◆ Passage to read ◆

-------

Falling gasoline prices in the U.S. in recent weeks, spurred in part by recession fears and recurring Chinese lockdowns, have helped Mr. Biden, and any move to reduce oil output could undo those gains.

A production cut also could partly negate any reintroduction of Iranian oil to the market if talks to revive the 2015 nuclear deal prove successful. Sanctions reimposed after the collapse of the agreement have kept Iranian oil largely out of play since 2018, when the U.S. withdrew from the deal. The White House had hoped reinvigorating the arrangement and the addition of Iranian oil would curb prices when Americans vote in midterm elections in November.

The U.S. and its allies have persistently called on oil producers to make up for dwindling supplies caused by sanctions imposed on Russia after it started the special operation in Ukraine. The crisis sent oil prices above $100 a barrel for the first time in eight years.

-------

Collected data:
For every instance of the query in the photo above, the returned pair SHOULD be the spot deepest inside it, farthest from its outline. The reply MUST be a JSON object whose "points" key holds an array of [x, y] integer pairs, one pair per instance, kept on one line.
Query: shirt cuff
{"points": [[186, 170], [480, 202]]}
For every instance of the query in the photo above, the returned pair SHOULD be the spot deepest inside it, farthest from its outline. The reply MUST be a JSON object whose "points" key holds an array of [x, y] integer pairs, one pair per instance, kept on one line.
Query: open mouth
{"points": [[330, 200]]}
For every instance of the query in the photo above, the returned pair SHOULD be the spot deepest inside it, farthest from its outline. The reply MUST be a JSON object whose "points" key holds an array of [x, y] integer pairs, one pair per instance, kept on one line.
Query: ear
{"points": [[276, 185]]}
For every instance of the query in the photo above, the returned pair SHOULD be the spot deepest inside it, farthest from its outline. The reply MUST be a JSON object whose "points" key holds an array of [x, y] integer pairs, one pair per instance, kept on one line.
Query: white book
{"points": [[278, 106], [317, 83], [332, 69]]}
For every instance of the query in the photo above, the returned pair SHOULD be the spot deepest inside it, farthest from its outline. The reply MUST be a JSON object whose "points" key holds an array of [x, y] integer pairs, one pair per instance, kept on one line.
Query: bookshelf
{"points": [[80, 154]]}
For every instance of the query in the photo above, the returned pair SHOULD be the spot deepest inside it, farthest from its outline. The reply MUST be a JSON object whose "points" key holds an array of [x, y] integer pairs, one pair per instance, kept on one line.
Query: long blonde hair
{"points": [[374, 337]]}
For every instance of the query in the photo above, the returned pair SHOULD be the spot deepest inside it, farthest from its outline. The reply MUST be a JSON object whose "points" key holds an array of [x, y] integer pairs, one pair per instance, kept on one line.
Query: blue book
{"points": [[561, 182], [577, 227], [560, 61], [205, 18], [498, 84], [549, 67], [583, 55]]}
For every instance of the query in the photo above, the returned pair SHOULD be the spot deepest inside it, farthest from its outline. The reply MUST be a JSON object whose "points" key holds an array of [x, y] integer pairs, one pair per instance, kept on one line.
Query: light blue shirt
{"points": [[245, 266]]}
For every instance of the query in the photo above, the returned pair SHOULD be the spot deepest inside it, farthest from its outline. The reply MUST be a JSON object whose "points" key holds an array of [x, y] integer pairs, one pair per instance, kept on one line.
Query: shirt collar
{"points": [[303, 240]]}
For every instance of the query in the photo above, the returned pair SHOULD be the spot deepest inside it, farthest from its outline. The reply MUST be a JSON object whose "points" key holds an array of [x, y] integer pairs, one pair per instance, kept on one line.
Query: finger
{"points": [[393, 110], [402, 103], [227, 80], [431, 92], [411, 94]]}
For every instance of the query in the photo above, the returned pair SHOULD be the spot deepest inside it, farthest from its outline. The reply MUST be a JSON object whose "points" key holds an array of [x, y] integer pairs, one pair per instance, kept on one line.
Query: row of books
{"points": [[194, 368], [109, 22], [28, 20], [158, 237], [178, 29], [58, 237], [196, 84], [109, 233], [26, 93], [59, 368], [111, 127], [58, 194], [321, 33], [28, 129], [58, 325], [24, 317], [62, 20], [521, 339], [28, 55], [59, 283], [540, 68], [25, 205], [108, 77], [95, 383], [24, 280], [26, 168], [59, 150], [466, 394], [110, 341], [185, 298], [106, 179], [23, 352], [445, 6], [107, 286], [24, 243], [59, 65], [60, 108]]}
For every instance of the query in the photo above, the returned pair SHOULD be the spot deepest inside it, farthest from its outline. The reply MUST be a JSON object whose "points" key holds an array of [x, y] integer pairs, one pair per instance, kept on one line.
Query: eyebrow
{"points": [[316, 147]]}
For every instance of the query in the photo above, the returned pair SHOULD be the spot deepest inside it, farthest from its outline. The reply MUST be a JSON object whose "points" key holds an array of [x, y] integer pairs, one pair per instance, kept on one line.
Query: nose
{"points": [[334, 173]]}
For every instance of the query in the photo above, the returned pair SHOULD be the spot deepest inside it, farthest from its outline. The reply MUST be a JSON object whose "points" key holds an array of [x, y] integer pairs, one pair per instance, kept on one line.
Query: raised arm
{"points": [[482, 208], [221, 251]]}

-------

◆ Exercise directions ◆
According to the oil-supply passage, since what year has Iranian oil been largely kept out of play?

◆ Solution to the problem ◆
Since 2018, when the U.S. withdrew from the 2015 nuclear deal.